§ **Document text**
◆ ◆ ◆ ◆ ◆

The crystallizer feature works best with compressed audio (like mp3s) and game audio (as most in game audio is compressed), but it tend to detract from audio quality when using it with high bitrate files. This is where upsampling works better.


----------



## Bagheera

Ah, so much rants from people who have NO Idea what they are talking about. Please read up on the technology itself before spewing your blind hatred all over the Internet - Wikipedia is your friend.

Yes I agree Creative is horrible when it comes to their drivers and tech support, but this doesn't necessarily mean their product is garbage. Also, there seems to be a mass misunderstanding of what the Crystalizer function actually does.

The Crystalizer function does NOT repair damages done to an audio file due to lossy compression - what it does is restoring the dynamic range of the audio that is lost due to dynamic range compression (a popular technique done during sound mastering to improve the "perceived" volume of the recording). If you aren't sure what dynamic range compression is - just turn on SVM on your X-Fi - the SVM function does exactly that (meaning if you have both SVM and Crystalizer turned on, you are an idiot).

The "distortion" mentioned by the OP is simply his sound output peaking (likely because he turned the volume up to 100% in software while enabling the Crystalizer function) - this is a very common symptom in audio systems and anyone who actually has experience working with sound would know exactly what to do: Reduce the source volume. In fact, setting the output volume on the soundcard to 80% will allow you to turn the Crystalizer function all the way up to 100% without distorting the audio.

◆ ◆ ◆ ◆ ◆

§ **Recorded data**
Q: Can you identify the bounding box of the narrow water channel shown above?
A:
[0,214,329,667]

◆ ◆ ◆ ◆ ◆

§ **Work required**
Please extend the forum thread above about the Crystalizer feature, picking up after its final sentence.

§ **Output for this exercise**
As for whether or not Crystalizer actually improves the sound quality of your music? That really is a matter of preference. Keep in mind: This feature does not actually "fix" any damage to the audio due to encoding. It only attempts to "restore" dynamic range to give the music more fidelity and depth. As far as I can tell (I think I have pretty good ears, anyway), Crystalizer does make the music much more lively - instruments (especially percussive) have much more definition and vocals are clearer. Personally, I like it - but this doesn't mean the sound is "better". The Crystalizer does alter how the source material sounds - a well-mastered soundtrack will do fine without it (though those are a rarity these days - this generation of audio technicians all compete to make the "loudest" sound possible rather than quality sound. In this case, when the source material from your CD or movies are crap, well... I'd say turn on that Crystalizer)


----------



## chinesekiwi

http://ixbtlabs.com/articles2/multimedia/creative-x-fi.html

scroll to '24-bit Crystalizer'.

Ok end thread.


----------



## unity100

I just registered in order to post this.

IF you have an acceptable quality speaker which can provide mid and high range sounds (actually most of the audible audio when you listen to music), then you have to have crystalizer.

it may be sound blaster's crystalizer, or it may be any DSP software's crystalizer, or it may be the crystalizer of a media player like audacious (available in windows too), but you have to have a crystalizer.

else, you are just listening to loud/booming bass pumped up bull**** that was dynamically compressed in order to fool more idiots into buying something because it sounds loud.

i actually have a few thousand $ worth pioneer rack in my house - with high quality speakers that are in themselves 500 or more worth each.

yet, with crystalizer with x-fi x-treme music (note, even that's an old card actually), altec lansing fx6021 (an old but very high quality speaker set that imitates concert arrays with 12 x microdrives), and srs audio sandbox (another DSP - postprocessor that enhances sound), i have never ever turned the pioneer deck on in 3 years' time.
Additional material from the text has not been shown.